- **PAGE TEXT**
****************************************
In terms of existing institutions, I’m thinking of Foundation Trust memberships, Healthwatches,  school bodies, town and parish councils and more.  In terms of new ones, I’m thinking particularly of the potential to rejuvenate Trades Union Councils, with additional service user engagement, very much in the model set out in 2007 by Dave Prentis (p. 113, pdf), when Unison was more outlooking than it is now.   But with both existing and new the focus should, I suggest, be on the development of robust democratic processes which, over time, come to have a local legitimacy parallel and then exceeding the managerial institutions developed imposed during the Thatcher/Labour years.

Just as one example of what I mean by parallel legitimacy, the local ‘Trades Council’ could challenge the legitimacy of a school Ofsted inspection which seeks to place a school in special measures (and that often means the forced exit of the headteacher), in favour of a locally agreed action plan for school improvement, including better resourcing and an agreed plan for community input and involvement.  As another example, the same Trades Council may decide that it wants to call in the council Chief Executive to respond to findings it has generated from its own investigation that child protection processes are not sufficiently strength- and community-based enough, because of enduring de-professionalisation of the workforce.  The Chief Executive will, as local legitimacy grows, know that s/he should pay as much attention to this call to account as s/he would to a centrally generated one.

Such developments will, of necessity, be locally driven – indeed it is up to organisers and activists in localities to determine what is local.  This builds on existing traditions of local organisation, and all the Labour party needs to do is to not get in the way, though celebrating this new brand of bottom- up civic participation will not go amiss.  Labour will benefit politically by osmosis, as people come to see that the party is onside, but no longer seeking to dominate and stifle.   National assemblies, we might then expect to see, will become less rally and preach-to-the-converted, more sharing of good practice.

Of course, such new/remodelled institutions of civic participation will not, initially at least, engage those most disaffected, and here, there may be a more pro-active role for a creative Labour opposition (operating initially at least through its local government power bases), if it able to throw off its managerialist shackles.
****************************************
- **GIVEN MATERIAL**

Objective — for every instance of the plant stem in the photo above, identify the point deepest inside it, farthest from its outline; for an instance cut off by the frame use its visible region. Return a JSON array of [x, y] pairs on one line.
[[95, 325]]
****************************************
- **PROBLEM SET**
1. Please copy the civic participation passage word for word, starting at "Just as one" and ending at "centrally generated one.".
2. According to the civic participation passage, who set out the model for rejuvenating Trades Union Councils, and in what year?

- **RESPONSES TO THE TASKS**
1.
Just as one example of what I mean by parallel legitimacy, the local ‘Trades Council’ could challenge the legitimacy of a school Ofsted inspection which seeks to place a school in special measures (and that often means the forced exit of the headteacher), in favour of a locally agreed action plan for school improvement, including better resourcing and an agreed plan for community input and involvement.  As another example, the same Trades Council may decide that it wants to call in the council Chief Executive to respond to findings it has generated from its own investigation that child protection processes are not sufficiently strength- and community-based enough, because of enduring de-professionalisation of the workforce.  The Chief Executive will, as local legitimacy grows, know that s/he should pay as much attention to this call to account as s/he would to a centrally generated one.

2. Dave Prentis, in 2007.